# Task prompt
Retype the records exactly, with nothing added or dropped.

.....

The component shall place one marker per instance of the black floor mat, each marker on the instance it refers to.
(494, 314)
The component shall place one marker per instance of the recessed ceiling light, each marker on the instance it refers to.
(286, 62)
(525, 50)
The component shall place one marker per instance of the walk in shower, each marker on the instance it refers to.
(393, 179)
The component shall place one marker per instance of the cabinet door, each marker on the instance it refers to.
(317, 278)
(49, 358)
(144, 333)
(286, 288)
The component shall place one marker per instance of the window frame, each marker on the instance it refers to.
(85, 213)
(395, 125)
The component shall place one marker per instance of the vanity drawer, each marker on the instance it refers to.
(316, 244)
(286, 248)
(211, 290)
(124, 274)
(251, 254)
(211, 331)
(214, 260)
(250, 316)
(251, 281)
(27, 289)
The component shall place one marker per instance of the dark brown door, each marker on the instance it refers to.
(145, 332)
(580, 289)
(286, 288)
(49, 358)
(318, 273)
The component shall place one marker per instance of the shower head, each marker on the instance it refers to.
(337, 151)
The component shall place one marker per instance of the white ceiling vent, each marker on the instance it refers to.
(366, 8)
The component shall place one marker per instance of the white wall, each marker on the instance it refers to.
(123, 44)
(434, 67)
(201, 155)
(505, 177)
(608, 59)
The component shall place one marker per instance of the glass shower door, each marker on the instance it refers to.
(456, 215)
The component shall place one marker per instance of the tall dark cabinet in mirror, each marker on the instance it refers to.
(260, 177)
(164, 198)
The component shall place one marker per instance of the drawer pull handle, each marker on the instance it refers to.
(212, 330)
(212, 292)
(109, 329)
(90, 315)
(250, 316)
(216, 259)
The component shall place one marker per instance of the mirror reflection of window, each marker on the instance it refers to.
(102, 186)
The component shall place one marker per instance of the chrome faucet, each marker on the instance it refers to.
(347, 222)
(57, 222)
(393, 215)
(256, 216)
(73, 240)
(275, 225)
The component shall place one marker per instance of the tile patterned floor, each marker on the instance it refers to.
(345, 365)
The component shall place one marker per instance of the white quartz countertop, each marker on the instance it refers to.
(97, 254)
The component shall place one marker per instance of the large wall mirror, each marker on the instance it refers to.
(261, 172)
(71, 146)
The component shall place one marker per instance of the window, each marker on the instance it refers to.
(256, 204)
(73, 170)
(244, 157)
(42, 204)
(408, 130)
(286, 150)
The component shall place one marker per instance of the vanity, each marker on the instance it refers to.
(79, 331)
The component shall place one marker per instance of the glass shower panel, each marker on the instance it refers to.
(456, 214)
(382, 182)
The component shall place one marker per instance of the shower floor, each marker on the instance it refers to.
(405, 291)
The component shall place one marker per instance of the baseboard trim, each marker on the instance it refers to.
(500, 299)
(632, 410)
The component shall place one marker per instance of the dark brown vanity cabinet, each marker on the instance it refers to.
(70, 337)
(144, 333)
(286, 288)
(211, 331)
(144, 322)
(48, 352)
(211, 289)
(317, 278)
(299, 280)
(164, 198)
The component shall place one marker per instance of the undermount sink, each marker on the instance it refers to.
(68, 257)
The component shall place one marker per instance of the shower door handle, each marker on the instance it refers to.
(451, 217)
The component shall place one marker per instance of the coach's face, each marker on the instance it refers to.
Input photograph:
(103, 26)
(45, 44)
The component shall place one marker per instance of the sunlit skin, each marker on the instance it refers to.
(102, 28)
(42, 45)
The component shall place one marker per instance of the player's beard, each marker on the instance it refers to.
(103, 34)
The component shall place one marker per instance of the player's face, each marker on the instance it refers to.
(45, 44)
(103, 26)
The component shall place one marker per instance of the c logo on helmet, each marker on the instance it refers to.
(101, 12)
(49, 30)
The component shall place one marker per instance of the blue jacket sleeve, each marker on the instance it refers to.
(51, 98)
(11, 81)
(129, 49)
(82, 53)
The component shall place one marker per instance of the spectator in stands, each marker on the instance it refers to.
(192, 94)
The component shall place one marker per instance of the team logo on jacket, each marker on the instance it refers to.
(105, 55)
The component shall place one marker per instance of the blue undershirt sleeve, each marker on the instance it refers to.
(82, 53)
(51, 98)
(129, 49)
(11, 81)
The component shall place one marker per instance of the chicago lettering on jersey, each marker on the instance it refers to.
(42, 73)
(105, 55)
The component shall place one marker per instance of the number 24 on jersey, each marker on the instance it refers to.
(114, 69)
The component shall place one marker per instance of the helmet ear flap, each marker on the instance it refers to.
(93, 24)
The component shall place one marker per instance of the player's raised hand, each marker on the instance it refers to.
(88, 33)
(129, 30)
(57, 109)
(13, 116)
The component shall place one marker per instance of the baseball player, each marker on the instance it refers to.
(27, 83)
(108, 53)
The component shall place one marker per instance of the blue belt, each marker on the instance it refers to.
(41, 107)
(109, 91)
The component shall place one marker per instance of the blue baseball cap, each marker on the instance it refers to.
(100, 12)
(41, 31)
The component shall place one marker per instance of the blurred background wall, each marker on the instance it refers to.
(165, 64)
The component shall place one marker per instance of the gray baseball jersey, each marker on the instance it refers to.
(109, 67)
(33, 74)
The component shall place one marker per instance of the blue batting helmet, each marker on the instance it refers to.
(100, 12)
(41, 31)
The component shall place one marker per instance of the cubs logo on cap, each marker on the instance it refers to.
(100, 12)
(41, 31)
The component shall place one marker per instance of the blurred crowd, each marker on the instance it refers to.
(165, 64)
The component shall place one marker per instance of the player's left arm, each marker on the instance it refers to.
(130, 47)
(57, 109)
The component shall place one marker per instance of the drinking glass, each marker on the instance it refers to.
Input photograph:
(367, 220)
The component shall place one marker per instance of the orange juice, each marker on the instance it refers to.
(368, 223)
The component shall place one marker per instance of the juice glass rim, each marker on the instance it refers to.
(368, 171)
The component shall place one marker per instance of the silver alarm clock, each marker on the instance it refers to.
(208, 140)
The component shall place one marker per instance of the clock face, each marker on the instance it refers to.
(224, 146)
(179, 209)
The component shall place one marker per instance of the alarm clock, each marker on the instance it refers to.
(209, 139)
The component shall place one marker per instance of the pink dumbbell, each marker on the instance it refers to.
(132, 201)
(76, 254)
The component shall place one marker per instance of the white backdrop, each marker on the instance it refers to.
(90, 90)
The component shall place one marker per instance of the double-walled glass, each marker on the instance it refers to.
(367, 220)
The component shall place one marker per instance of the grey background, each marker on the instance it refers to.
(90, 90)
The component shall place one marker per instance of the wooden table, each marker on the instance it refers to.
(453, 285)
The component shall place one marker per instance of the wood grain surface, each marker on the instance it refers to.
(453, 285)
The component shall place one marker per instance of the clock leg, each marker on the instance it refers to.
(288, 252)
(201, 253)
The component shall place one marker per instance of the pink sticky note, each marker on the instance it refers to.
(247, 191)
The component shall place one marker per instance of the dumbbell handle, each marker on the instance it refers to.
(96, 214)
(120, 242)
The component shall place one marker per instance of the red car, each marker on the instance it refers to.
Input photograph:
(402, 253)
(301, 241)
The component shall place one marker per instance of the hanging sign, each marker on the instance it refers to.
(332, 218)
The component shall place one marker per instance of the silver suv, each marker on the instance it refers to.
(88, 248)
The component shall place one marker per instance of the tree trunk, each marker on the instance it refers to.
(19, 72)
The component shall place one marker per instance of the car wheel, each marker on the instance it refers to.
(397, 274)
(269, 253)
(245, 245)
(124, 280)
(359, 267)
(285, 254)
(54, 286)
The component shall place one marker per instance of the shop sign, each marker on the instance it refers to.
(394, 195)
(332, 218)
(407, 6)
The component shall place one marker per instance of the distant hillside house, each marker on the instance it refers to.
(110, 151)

.....

# Written solution
The component shall place one marker per instance of the black floor mat, each marker on the instance it refers to.
(494, 314)
The component shall place one marker per instance of the recessed ceiling light, each marker on the instance it refers to.
(286, 62)
(525, 50)
The component shall place one marker per instance of the walk in shower, each marker on the instance it refers to.
(393, 179)
The component shall place one marker per instance of the cabinet door, each marker on the instance it refers to.
(317, 278)
(49, 358)
(144, 333)
(286, 288)
The component shall place one marker per instance of the window frame, each marker on the instance it refers to.
(85, 213)
(395, 125)
The component shall place one marker per instance of the vanity drawer, each marker on the instance it refers to.
(316, 244)
(286, 248)
(211, 290)
(124, 274)
(251, 254)
(211, 331)
(214, 260)
(250, 316)
(251, 281)
(27, 289)
The component shall place one marker per instance of the dark brown door, each marker on the instance it refers to.
(145, 332)
(580, 289)
(286, 288)
(49, 358)
(318, 273)
The component shall place one marker per instance of the shower head, each marker on the instance it refers to.
(337, 151)
The component shall place one marker per instance of the white ceiling vent, each marker on the instance it refers to.
(366, 8)
The component shall place one marker per instance of the white wall, each marker on the instance it refers to.
(123, 44)
(434, 67)
(201, 155)
(505, 177)
(608, 59)
The component shall place one marker per instance of the glass shower door, each marker on the instance it refers to.
(456, 215)
The component shall place one marker per instance of the tall dark cabinet in mirror, each marker on the instance it refers to.
(260, 177)
(164, 198)
The component shall place one marker per instance of the drawer pull handle, each marker on the instance it refers to.
(212, 330)
(212, 292)
(109, 329)
(90, 315)
(250, 316)
(216, 259)
The component shall place one marker per instance of the mirror reflection of window, each marker on the instance it refers to.
(102, 186)
The component shall place one marker per instance of the chrome faucet, each marker on the instance it refers to.
(347, 222)
(57, 222)
(393, 215)
(256, 216)
(73, 240)
(275, 225)
The component shall place one marker per instance of the tile patterned floor, each marker on the instance it refers to.
(345, 365)
The component shall place one marker per instance of the white quartz countertop, each marker on the instance it refers to.
(97, 254)
The component shall place one marker per instance of the large wall mirror, each marker on the instance it refers to.
(261, 172)
(71, 146)
The component shall place one marker per instance of the window, each marker on the instance it refers to.
(256, 204)
(73, 170)
(244, 157)
(42, 204)
(408, 130)
(286, 150)
The component shall place one marker per instance of the vanity, each marker on the instance it refers to.
(79, 331)
The component shall place one marker per instance of the glass shower panel, each marker on the instance it refers to.
(456, 214)
(382, 182)
The component shall place one marker per instance of the shower floor, each marker on the instance it refers to.
(405, 291)
The component shall place one marker per instance of the baseboard trim, each marker on the instance it refers to.
(500, 299)
(632, 410)
The component shall place one marker per instance of the dark brown vanity cabinet, each marker on the instance it refers to.
(70, 337)
(144, 333)
(286, 288)
(211, 331)
(144, 322)
(48, 352)
(211, 289)
(317, 278)
(299, 280)
(164, 198)
The component shall place one marker per instance of the undermount sink, each marker on the instance it refers to.
(68, 257)
The component shall place one marker per instance of the shower door handle, each marker on the instance it refers to.
(451, 217)
The component shall place one marker per instance of the coach's face, each marker on the instance it refers to.
Input photograph:
(103, 26)
(45, 44)
The component shall place one marker per instance of the sunlit skin, each marker on the instance it refers to.
(102, 28)
(42, 45)
The component shall place one marker per instance of the player's beard, each marker on the instance it refers to.
(103, 34)
The component shall place one marker per instance of the player's face, each marker on the instance it refers to.
(45, 44)
(103, 26)
The component shall place one marker per instance of the c logo on helmet, each marker on the instance it refers to.
(101, 12)
(49, 30)
The component shall place one marker per instance of the blue jacket sleeve, each marker on the instance it refers to.
(51, 98)
(11, 81)
(129, 49)
(82, 53)
The component shall place one marker per instance of the spectator in stands, each marker on the instance it refers to.
(192, 94)
The component shall place one marker per instance of the team logo on jacket, each marker on the instance it refers to.
(105, 55)
The component shall place one marker per instance of the blue undershirt sleeve, each marker on the instance it refers to.
(82, 53)
(51, 98)
(129, 49)
(11, 81)
The component shall place one marker per instance of the chicago lettering on jersey, each marker on the instance it refers to.
(42, 73)
(105, 55)
The component shall place one marker per instance of the number 24 on jersey, each marker on the instance it refers to.
(114, 69)
The component shall place one marker per instance of the helmet ear flap, each marker on the instance it refers to.
(93, 24)
The component shall place one marker per instance of the player's raised hand, each marker on the instance it refers to.
(88, 33)
(129, 30)
(57, 109)
(13, 116)
The component shall place one marker per instance of the baseball player, each marker on the instance it refers to.
(27, 83)
(108, 53)
The component shall place one marker per instance of the blue belt, each marker on the instance it refers to.
(41, 107)
(109, 91)
The component shall place one marker per instance of the blue baseball cap, each marker on the instance it refers to.
(100, 12)
(41, 31)
The component shall place one marker per instance of the blurred background wall, each marker on the instance it refers to.
(165, 64)
The component shall place one marker per instance of the gray baseball jersey, each marker on the instance it refers to.
(109, 67)
(33, 74)
The component shall place one marker per instance of the blue batting helmet, each marker on the instance it refers to.
(100, 12)
(41, 31)
The component shall place one marker per instance of the cubs logo on cap, each marker on the instance it refers to.
(100, 12)
(41, 31)
The component shall place one marker per instance of the blurred crowd, each marker on the instance it refers to.
(165, 64)
The component shall place one marker per instance of the player's left arm, each marker on the instance it refers to.
(130, 47)
(57, 109)
The component shall place one marker per instance of the drinking glass, each marker on the instance it refers to.
Input photograph:
(367, 220)
The component shall place one marker per instance of the orange juice, each marker on the instance it refers to.
(368, 223)
The component shall place one marker per instance of the juice glass rim, each marker on the instance it refers to.
(368, 171)
The component shall place one marker per instance of the silver alarm clock, each marker on the instance it refers to.
(208, 140)
The component shall place one marker per instance of the clock face, each marker on the instance it refers to.
(224, 146)
(179, 209)
The component shall place one marker per instance of the alarm clock, each marker on the instance it refers to.
(209, 139)
The component shall place one marker per instance of the pink dumbbell, each marker on the instance it refers to.
(132, 201)
(76, 254)
The component shall place one marker per instance of the white backdrop, each marker on the instance it refers to.
(90, 90)
The component shall place one marker per instance of the double-walled glass, each marker on the instance it refers to.
(367, 220)
The component shall place one marker per instance of the grey background, each marker on the instance it refers to.
(90, 90)
The component shall place one marker per instance of the wooden table, each marker on the instance it refers to.
(453, 285)
The component shall place one marker per instance of the wood grain surface, each marker on the instance it refers to.
(453, 285)
The component shall place one marker per instance of the clock leg, each marker on the instance it refers to.
(288, 252)
(201, 253)
The component shall place one marker per instance of the pink sticky note, each marker on the instance it refers to.
(247, 191)
The component shall place one marker per instance of the dumbbell handle, each marker on the instance it refers to.
(96, 214)
(120, 242)
The component shall place one marker per instance of the red car, each marker on the instance it refers to.
Input photograph:
(402, 253)
(301, 241)
The component shall place one marker per instance of the hanging sign, each marker on the instance it refers to.
(332, 218)
The component shall place one marker per instance of the silver suv, each marker on the instance it refers to.
(88, 248)
The component shall place one marker per instance of the tree trunk, each marker on the instance it refers to.
(19, 72)
The component shall place one marker per instance of the car wheel, each marker on the instance it refers to.
(397, 274)
(269, 253)
(245, 245)
(124, 280)
(359, 267)
(285, 254)
(54, 286)
The component shall place one marker per instance of the shop sign, each marker on the instance it refers to.
(394, 195)
(332, 218)
(407, 6)
The component shall place one marker per instance of the distant hillside house, each marker on the instance it refers to.
(110, 151)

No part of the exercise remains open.